EXERCISE REQUIREMENTS: Starting at the line that contains "Target: tractor driver" and ending at the line that contains "x=317, y=118", the lines below are to be given again exactly, with nothing added.

MATERIAL FOR THIS EXERCISE Start Marker

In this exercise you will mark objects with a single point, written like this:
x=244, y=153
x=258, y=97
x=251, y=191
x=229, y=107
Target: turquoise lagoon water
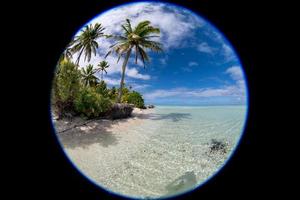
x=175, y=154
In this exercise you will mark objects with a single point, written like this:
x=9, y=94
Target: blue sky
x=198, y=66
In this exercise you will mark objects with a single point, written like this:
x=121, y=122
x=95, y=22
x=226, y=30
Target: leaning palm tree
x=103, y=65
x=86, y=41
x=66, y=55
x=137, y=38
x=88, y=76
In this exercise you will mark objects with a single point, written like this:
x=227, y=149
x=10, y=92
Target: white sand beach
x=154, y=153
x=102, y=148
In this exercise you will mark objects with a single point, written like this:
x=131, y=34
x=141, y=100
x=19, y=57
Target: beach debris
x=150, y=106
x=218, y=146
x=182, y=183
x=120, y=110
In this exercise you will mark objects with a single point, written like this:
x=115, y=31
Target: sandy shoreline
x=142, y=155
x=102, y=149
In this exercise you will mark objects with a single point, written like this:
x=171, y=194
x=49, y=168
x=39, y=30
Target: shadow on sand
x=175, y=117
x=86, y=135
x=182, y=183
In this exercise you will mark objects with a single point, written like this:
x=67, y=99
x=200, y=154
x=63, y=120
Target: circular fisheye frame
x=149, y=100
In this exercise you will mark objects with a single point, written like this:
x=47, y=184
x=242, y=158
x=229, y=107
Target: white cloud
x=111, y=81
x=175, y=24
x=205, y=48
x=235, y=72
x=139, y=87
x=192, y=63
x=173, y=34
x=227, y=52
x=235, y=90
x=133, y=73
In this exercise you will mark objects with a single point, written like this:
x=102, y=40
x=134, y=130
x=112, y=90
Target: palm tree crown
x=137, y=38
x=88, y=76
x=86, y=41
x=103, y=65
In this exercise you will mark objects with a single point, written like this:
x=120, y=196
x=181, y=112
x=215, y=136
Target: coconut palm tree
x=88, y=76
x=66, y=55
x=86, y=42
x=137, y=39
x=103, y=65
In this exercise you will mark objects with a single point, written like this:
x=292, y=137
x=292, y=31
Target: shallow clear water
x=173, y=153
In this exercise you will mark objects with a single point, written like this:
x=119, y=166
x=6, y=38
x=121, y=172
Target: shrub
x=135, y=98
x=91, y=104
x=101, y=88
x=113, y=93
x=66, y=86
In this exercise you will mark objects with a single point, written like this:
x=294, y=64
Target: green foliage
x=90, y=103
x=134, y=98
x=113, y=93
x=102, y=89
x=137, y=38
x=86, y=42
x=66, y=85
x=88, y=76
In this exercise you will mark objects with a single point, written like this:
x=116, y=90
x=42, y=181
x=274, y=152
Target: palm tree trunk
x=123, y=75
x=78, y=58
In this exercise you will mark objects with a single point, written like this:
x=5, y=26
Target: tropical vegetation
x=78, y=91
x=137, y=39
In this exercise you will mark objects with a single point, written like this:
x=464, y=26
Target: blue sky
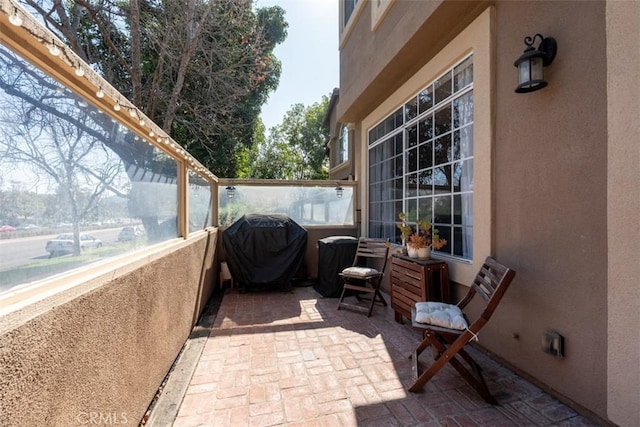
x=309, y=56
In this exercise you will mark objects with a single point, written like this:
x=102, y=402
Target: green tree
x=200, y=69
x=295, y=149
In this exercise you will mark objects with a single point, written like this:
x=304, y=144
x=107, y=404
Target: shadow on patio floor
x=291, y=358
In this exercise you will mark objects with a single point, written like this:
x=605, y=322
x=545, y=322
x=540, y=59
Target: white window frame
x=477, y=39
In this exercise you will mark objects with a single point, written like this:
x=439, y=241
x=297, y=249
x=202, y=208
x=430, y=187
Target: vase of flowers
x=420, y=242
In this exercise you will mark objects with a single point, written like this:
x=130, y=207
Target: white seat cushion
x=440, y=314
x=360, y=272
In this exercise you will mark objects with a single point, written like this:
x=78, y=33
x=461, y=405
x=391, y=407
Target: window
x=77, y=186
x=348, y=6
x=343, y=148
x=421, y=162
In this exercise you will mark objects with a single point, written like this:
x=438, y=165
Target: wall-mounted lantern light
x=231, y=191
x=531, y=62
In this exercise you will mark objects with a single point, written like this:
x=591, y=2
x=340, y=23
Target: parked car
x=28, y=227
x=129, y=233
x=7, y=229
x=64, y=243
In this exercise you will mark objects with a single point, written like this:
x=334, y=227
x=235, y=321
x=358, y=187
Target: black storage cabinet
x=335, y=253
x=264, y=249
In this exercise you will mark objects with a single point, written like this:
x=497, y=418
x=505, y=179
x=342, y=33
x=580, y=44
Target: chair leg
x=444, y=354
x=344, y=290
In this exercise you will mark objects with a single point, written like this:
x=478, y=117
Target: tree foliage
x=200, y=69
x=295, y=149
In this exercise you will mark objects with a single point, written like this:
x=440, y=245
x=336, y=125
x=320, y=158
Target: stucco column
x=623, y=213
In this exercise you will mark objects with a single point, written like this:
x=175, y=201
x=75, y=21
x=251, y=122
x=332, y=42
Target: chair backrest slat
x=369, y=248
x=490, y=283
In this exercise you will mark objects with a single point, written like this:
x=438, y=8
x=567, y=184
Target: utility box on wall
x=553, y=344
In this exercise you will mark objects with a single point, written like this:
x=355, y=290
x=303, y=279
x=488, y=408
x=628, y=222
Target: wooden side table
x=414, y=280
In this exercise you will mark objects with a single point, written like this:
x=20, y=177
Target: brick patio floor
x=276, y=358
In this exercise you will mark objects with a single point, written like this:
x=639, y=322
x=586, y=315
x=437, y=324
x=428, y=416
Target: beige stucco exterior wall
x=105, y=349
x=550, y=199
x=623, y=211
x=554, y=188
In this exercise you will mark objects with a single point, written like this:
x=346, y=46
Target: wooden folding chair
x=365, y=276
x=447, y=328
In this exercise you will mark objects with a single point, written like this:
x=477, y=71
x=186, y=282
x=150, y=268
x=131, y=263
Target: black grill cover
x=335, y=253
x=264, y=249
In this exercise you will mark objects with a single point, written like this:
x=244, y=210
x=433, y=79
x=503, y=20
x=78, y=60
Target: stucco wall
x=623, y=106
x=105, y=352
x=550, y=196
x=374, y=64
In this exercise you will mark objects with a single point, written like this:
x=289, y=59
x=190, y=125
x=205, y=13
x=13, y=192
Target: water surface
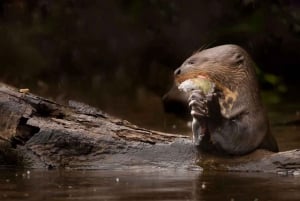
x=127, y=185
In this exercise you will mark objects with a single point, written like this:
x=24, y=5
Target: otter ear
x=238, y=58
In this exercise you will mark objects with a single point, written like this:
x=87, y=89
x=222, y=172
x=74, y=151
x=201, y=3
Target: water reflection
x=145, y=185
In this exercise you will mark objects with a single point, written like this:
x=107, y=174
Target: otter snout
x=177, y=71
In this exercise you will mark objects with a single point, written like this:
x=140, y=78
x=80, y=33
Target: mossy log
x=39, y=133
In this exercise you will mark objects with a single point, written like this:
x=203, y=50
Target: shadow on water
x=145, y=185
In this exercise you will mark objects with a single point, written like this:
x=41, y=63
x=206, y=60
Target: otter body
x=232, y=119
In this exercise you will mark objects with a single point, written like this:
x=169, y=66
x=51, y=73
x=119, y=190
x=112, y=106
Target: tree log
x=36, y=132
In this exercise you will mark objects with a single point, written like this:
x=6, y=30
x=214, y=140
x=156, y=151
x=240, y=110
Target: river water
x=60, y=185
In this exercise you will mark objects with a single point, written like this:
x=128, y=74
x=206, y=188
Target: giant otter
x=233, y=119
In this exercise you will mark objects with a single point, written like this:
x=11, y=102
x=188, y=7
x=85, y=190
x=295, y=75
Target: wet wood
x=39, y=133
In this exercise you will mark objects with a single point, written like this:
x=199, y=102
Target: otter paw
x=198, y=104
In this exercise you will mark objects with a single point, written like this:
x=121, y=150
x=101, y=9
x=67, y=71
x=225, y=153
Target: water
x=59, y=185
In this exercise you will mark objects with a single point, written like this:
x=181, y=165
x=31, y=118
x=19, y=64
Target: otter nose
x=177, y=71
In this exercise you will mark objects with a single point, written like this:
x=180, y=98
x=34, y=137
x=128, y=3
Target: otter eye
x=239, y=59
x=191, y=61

MATERIAL FOR THIS EXERCISE End Marker
MATERIAL FOR THIS EXERCISE Start Marker

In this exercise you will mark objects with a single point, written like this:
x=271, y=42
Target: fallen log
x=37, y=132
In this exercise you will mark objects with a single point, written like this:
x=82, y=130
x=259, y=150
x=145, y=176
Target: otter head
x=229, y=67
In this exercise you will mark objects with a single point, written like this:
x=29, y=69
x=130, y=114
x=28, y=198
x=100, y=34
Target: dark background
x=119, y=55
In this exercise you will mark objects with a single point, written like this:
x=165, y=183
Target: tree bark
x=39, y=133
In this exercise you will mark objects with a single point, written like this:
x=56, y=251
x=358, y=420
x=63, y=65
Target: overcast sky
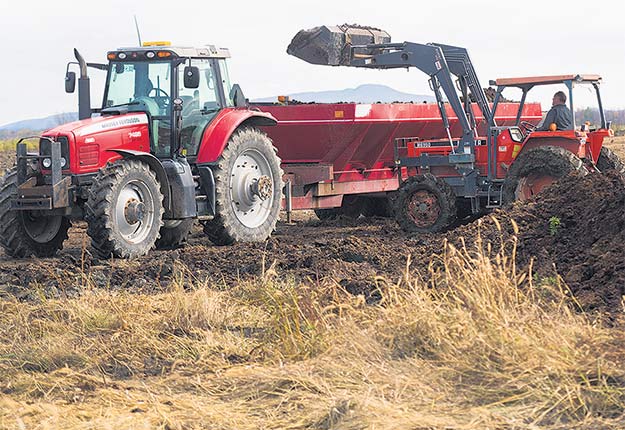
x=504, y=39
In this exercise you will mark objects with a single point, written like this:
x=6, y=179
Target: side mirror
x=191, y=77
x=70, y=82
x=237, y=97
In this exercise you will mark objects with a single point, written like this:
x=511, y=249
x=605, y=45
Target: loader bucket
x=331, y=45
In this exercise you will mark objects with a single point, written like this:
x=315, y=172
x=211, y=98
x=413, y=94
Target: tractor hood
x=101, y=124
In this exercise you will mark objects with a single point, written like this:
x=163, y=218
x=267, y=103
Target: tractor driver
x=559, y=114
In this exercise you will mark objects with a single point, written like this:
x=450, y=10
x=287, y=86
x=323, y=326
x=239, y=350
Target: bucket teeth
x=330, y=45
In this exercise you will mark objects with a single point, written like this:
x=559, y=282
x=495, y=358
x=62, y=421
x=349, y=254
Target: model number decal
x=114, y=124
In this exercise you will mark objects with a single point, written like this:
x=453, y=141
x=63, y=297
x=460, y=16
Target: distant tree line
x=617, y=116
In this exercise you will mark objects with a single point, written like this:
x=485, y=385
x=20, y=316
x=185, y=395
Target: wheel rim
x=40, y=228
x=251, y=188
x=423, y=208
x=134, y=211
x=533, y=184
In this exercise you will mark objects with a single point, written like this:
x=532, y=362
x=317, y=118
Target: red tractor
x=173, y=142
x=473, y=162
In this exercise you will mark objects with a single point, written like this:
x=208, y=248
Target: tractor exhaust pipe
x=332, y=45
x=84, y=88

MATERIAL FOR THIS EXERCISE End Marker
MATERIAL FOR THIS EXERCISE Start Marker

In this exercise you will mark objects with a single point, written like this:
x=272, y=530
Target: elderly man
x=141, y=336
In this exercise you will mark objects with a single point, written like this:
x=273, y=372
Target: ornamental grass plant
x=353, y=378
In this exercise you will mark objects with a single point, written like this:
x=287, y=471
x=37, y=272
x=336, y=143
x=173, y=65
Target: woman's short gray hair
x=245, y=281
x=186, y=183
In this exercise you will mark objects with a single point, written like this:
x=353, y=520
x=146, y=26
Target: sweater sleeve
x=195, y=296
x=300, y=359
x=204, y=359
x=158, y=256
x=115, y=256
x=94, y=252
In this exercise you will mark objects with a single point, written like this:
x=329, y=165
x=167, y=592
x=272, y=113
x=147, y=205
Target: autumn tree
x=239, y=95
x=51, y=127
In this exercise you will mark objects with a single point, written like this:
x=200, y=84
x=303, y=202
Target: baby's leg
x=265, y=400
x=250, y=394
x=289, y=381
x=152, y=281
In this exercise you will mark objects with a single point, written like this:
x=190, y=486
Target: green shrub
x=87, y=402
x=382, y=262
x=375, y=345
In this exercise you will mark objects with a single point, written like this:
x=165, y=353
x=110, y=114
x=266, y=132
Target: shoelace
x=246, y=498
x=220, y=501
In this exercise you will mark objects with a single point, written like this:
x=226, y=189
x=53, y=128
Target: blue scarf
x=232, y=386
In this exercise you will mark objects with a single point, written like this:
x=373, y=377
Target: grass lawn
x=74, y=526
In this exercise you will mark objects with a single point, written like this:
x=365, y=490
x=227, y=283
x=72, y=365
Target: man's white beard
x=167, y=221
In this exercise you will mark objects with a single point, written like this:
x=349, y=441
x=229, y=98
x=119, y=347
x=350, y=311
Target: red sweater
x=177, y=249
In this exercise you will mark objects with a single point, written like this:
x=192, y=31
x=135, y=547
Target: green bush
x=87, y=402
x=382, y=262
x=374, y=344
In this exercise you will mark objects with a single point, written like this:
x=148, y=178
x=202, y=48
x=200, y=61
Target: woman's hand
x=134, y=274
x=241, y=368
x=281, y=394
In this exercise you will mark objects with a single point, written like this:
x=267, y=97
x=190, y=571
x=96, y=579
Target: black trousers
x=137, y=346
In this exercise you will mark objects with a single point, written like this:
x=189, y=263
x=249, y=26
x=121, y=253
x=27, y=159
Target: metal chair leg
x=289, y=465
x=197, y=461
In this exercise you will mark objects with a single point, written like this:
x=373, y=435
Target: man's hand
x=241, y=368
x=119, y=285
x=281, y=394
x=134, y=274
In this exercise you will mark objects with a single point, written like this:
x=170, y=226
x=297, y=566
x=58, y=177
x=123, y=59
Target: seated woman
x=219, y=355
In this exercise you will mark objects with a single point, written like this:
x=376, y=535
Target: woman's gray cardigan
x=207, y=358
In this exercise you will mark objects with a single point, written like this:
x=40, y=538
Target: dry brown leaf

MATERIAL FOR THIS EXERCISE End Marker

EXERCISE RESULT:
Target: tractor driver
x=559, y=114
In this exercise you will mark objects with a single point, written like this:
x=450, y=10
x=287, y=86
x=323, y=326
x=239, y=350
Target: bucket teeth
x=330, y=45
In this exercise you will mark objects with a single point, written like this:
x=559, y=282
x=495, y=358
x=62, y=421
x=349, y=254
Target: model number decal
x=114, y=124
In this exercise you will mark objects with a single point, written like this:
x=453, y=141
x=63, y=297
x=460, y=16
Target: distant tree line
x=617, y=116
In this exercise you will mark objects with a single point, written like this:
x=485, y=385
x=20, y=316
x=185, y=395
Target: wheel rim
x=40, y=228
x=251, y=188
x=423, y=208
x=134, y=211
x=533, y=184
In this exercise you will mark objects with a single point, written like this:
x=532, y=362
x=317, y=118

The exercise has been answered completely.